(Natural language region descriptions)
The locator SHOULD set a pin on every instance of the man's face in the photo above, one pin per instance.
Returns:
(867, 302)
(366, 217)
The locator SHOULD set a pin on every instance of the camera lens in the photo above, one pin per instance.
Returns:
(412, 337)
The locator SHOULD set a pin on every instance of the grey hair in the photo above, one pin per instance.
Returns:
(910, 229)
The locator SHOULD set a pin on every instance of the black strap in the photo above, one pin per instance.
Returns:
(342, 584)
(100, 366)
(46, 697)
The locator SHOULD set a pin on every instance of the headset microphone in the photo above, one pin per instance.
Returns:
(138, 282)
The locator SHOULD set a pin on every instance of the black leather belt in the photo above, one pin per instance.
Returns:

→ THE PROBLEM
Give all the records above again, wording unchanged.

→ EXERCISE SOLUTION
The locator SHOULD set a pin on every instance of the man's face in the photo above, one pin per instance.
Returns:
(867, 302)
(366, 217)
The locator SHOULD set a pin on every instance of the camera lens in the photo above, one pin per instance.
Returns:
(412, 337)
The locator SHOULD set a pin on every instance of the grey hair in the photo above, one pin per instance.
Returns:
(910, 229)
The locator SHOULD set a pin on every instance of the black strap in the photo above, one pin per instance.
Returns:
(342, 584)
(100, 366)
(46, 697)
The locator SHOULD set a pin on every instance of the headset microphone in the photo above, one pin per instance.
Returns:
(138, 282)
The locator SHOULD set a pin on every instance of the black leather belt in the photo above, one pin per instance.
Returns:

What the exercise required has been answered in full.